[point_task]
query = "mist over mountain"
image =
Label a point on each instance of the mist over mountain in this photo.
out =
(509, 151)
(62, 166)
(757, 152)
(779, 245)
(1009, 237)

* * * *

## Problem statement
With nothing left out, return each entry exactly.

## Expected answer
[point_task]
query = "mist over mountain"
image =
Label a point on each instance of the mist over mountain in this photo.
out =
(509, 151)
(62, 166)
(757, 152)
(779, 245)
(1009, 237)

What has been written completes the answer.